■ TASK TO COMPLETE
Decide whether each statement agrees with the depleted uranium text, answering yes or no and quoting the words of the text that settle it. 1. Depleted uranium contains less U-235 than natural uranium. 2. Lead is denser than depleted uranium. 3. Most depleted uranium is a byproduct of producing enriched uranium.

Depleted uranium (DU; also referred to in the past as Q-metal, depletalloy or D-38) is uranium with a lower content of the fissile isotope U-235 than natural uranium. (Natural uranium is about 99.27% U-238, 0.72% U-235—the fissile isotope, and 0.0055% U-234). Uses of DU take advantage of its very high density of 19.1 g/cm3 (68.4% denser than lead). Civilian uses include counterweights in aircraft, radiation shielding in medical radiation therapy and industrial radiography equipment and containers used to transport radioactive materials. Military uses include defensive armor plating and armor-piercing projectiles.
Most depleted uranium arises as a byproduct of the production of enriched uranium for use in nuclear reactors and in the manufacture of nuclear weapons.
Enrichment processes generate uranium with a higher-than-natural
concentration of lower-mass uranium isotopes (in particular U-235, which
is the uranium isotope supporting the fission chain reaction)

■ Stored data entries
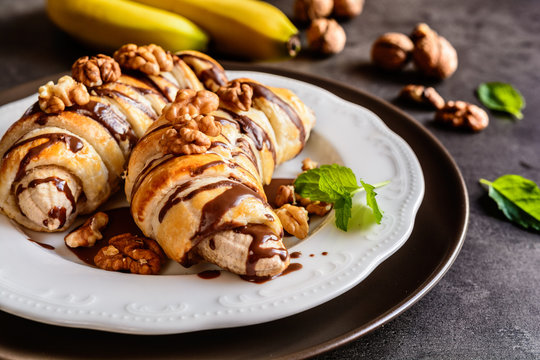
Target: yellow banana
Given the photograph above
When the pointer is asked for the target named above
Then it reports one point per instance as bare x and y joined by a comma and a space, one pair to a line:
245, 28
108, 24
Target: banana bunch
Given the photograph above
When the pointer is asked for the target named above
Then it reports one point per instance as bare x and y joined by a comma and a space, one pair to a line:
250, 29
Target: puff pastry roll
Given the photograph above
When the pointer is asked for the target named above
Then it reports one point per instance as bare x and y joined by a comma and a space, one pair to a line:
194, 180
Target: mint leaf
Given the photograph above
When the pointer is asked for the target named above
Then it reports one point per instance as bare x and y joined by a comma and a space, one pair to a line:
371, 202
336, 184
501, 97
518, 198
343, 208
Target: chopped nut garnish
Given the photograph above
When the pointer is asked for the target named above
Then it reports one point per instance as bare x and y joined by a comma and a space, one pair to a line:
236, 96
462, 114
392, 51
433, 55
89, 232
55, 98
96, 71
294, 220
150, 59
127, 252
422, 95
285, 195
308, 164
191, 102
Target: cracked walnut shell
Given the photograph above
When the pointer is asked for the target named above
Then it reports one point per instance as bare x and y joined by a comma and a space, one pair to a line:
127, 252
96, 71
433, 55
149, 59
461, 114
294, 220
392, 51
54, 98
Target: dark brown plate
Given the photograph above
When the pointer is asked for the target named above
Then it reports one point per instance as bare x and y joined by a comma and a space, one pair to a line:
393, 287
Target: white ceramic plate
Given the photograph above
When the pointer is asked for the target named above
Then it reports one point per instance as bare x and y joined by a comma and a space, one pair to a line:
54, 287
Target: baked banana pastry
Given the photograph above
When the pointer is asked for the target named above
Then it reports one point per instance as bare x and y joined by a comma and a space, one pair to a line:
65, 156
194, 180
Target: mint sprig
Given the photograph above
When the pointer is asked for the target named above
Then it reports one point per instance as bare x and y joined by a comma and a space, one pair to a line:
336, 184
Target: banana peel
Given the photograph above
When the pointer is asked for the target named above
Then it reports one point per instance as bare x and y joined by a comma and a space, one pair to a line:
108, 24
243, 28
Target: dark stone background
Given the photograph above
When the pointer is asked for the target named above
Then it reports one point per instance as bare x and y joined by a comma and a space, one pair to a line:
488, 304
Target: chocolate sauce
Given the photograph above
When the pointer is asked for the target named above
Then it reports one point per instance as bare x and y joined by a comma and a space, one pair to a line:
210, 76
46, 246
271, 190
120, 222
118, 126
209, 274
60, 185
253, 130
261, 91
296, 255
136, 104
73, 143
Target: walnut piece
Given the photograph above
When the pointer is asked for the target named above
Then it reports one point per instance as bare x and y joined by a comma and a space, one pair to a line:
96, 71
184, 140
149, 59
191, 102
326, 36
308, 164
306, 10
461, 114
87, 234
392, 51
127, 252
433, 55
348, 8
420, 94
235, 96
294, 220
285, 195
55, 98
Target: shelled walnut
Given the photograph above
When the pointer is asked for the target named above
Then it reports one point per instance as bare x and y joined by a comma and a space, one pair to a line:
54, 98
460, 114
127, 252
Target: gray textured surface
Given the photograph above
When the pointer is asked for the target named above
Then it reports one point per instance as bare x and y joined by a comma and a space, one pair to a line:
488, 304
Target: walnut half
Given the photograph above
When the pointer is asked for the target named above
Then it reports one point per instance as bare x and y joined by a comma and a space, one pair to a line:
89, 232
127, 252
54, 98
294, 220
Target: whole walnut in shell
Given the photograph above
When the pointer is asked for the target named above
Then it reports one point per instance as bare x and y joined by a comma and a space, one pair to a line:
433, 55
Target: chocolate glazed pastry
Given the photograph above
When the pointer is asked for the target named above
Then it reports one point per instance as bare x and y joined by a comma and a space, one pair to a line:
195, 180
63, 158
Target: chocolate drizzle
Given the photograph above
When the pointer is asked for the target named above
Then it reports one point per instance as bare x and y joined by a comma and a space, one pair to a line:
117, 125
261, 234
73, 143
60, 184
261, 91
252, 129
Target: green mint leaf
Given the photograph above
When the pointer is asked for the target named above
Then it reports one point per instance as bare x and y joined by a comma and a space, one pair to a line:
518, 198
342, 209
501, 97
371, 201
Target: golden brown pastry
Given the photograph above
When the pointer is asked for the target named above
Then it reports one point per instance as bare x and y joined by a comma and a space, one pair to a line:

■ ANSWER FOR THE TASK
1. Yes: "uranium with a lower content of the fissile isotope U-235 than natural uranium"
2. No: "68.4% denser than lead"
3. Yes: "Most depleted uranium arises as a byproduct of the production of enriched uranium"